# TASK OBJECTIVE
Pick out every line in the data below that contains the string "phrase", and copy each of those lines in full.

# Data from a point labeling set

* begin *

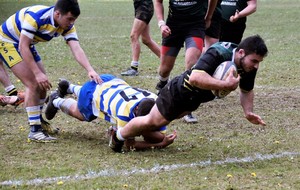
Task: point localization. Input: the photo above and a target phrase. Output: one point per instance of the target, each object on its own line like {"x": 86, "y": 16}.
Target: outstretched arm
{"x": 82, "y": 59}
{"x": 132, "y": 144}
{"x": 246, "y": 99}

* end *
* begin *

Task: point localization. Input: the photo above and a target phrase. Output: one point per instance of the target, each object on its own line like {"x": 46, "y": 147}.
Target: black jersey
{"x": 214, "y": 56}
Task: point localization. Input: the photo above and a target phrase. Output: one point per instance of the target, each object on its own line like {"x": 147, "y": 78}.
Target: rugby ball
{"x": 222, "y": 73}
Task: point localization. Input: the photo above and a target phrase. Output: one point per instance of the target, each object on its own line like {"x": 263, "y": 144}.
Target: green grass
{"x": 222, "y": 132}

* end *

# RESPONSE TO THIS EXERCISE
Task: point localization. Input: the photo above and a target phrase. Output: one point per instance of the target, each object on its own line like {"x": 86, "y": 16}.
Task: point localization. Input: the photo above and a target phrase. Output: one point per instance of the target, each object on its own line like {"x": 46, "y": 147}.
Task: point localization. Input: the photo above and a target phrase. Output: one point per instance of the target, each object on its own line like {"x": 147, "y": 78}.
Task: point localization. Input: the photo above and a target phrase. Output: one point per instance of the target, each object on its own line like {"x": 263, "y": 144}.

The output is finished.